Reproduce verbatim the part of the data that opens with the line containing "of the agave" and closes with the line containing "column 56, row 58", including both of those lines.

▸ Lines of data:
========================================

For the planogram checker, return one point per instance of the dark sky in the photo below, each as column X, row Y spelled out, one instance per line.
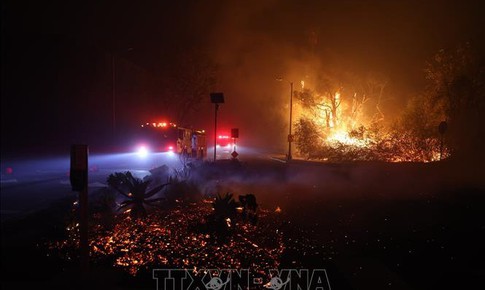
column 56, row 69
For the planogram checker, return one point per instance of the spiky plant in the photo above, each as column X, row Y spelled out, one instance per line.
column 136, row 192
column 225, row 206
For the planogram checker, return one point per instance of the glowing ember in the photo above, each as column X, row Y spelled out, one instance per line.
column 178, row 238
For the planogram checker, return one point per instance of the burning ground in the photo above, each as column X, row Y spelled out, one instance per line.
column 397, row 226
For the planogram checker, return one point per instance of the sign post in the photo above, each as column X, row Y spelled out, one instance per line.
column 234, row 136
column 216, row 98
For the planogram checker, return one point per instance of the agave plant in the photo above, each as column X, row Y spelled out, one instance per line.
column 136, row 191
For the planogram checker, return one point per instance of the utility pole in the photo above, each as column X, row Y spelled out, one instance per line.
column 216, row 98
column 290, row 137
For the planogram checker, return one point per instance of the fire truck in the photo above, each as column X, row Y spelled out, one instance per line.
column 168, row 137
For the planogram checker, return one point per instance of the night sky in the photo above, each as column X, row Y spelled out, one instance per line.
column 56, row 58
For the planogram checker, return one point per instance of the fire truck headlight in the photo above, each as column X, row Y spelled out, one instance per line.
column 142, row 151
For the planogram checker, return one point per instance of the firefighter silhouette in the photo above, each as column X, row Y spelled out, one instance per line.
column 276, row 283
column 215, row 284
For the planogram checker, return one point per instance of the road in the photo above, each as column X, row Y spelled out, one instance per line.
column 28, row 185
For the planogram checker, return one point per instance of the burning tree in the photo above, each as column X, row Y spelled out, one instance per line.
column 341, row 120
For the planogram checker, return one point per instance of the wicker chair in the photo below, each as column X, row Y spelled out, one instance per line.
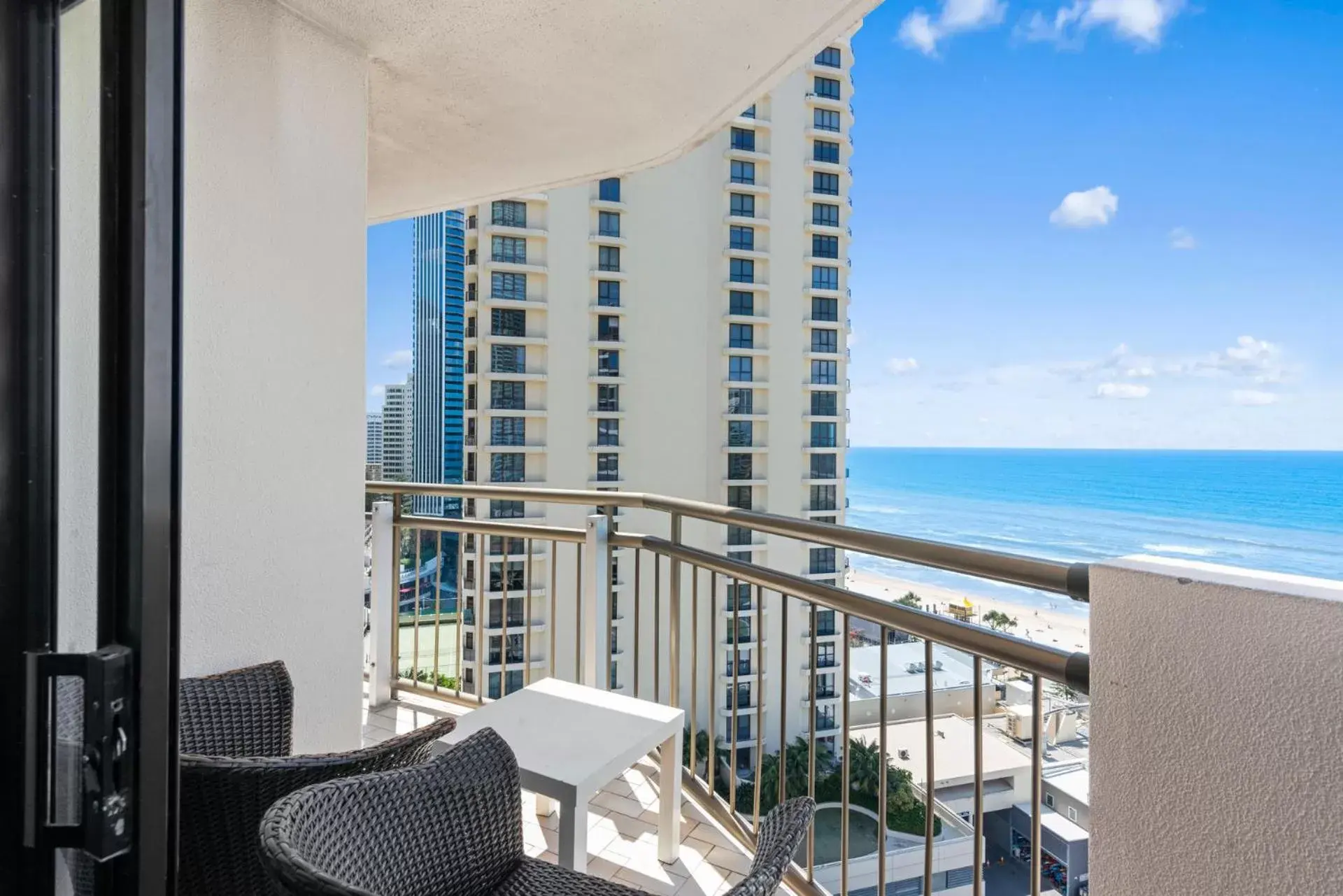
column 236, row 734
column 452, row 827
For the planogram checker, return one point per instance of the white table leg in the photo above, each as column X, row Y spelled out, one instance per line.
column 669, row 801
column 574, row 836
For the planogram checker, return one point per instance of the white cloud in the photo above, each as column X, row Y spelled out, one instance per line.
column 899, row 366
column 1253, row 398
column 1142, row 22
column 1086, row 208
column 923, row 31
column 1123, row 390
column 1181, row 238
column 401, row 357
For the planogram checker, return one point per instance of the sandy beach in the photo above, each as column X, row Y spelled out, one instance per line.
column 1063, row 630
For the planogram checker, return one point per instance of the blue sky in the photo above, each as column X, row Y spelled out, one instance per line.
column 1097, row 223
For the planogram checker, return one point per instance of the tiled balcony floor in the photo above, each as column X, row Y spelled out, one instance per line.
column 622, row 821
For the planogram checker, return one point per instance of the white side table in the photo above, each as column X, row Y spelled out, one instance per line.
column 571, row 741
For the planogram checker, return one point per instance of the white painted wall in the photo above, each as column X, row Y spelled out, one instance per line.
column 274, row 341
column 1216, row 728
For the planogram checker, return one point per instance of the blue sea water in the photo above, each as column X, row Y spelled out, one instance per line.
column 1279, row 511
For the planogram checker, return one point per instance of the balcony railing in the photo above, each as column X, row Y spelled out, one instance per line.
column 673, row 617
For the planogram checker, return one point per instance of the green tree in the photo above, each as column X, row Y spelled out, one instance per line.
column 911, row 599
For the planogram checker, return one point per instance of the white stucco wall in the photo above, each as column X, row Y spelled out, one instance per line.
column 273, row 423
column 1216, row 731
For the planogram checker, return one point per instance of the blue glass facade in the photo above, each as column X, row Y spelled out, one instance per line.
column 438, row 367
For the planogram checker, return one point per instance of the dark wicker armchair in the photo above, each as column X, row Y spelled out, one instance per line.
column 452, row 827
column 236, row 731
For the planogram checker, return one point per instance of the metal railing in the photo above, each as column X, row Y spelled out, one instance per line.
column 669, row 573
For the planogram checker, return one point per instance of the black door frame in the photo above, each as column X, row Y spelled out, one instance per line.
column 138, row 417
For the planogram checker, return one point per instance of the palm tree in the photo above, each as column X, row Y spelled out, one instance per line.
column 798, row 765
column 864, row 767
column 1000, row 621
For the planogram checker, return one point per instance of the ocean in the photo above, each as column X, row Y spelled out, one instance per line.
column 1279, row 511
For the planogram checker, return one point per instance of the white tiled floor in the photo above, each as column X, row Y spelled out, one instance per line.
column 622, row 821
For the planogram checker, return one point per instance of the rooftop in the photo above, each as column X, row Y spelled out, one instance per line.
column 954, row 751
column 865, row 669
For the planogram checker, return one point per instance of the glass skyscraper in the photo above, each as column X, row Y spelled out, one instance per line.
column 438, row 296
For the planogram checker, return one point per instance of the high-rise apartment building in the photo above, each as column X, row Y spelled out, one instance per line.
column 397, row 432
column 436, row 366
column 374, row 442
column 681, row 331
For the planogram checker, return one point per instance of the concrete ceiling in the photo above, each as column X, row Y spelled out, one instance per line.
column 471, row 100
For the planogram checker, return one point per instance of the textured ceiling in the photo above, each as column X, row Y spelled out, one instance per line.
column 471, row 100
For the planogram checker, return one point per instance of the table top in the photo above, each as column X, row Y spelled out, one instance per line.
column 570, row 739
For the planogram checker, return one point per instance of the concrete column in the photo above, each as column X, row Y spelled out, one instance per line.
column 1216, row 730
column 274, row 255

========================================

▸ Answer to the exercise:
For the planogram checker, return one point per instance of the agave plant in the photo above, each as column X, row Y spelled out, one instance per line.
column 136, row 191
For the planogram checker, return one point per instance of the utility pole in the photo above, each as column X, row Y spelled out, one instance per line.
column 216, row 98
column 290, row 137
For the planogram checker, return one point per instance of the fire truck in the photo above, each as column X, row Y spelled out, one instance per line.
column 168, row 137
For the planogram checker, return one point per instance of the night sky in the photo above, each as column X, row Y spelled out, one instance per line.
column 56, row 58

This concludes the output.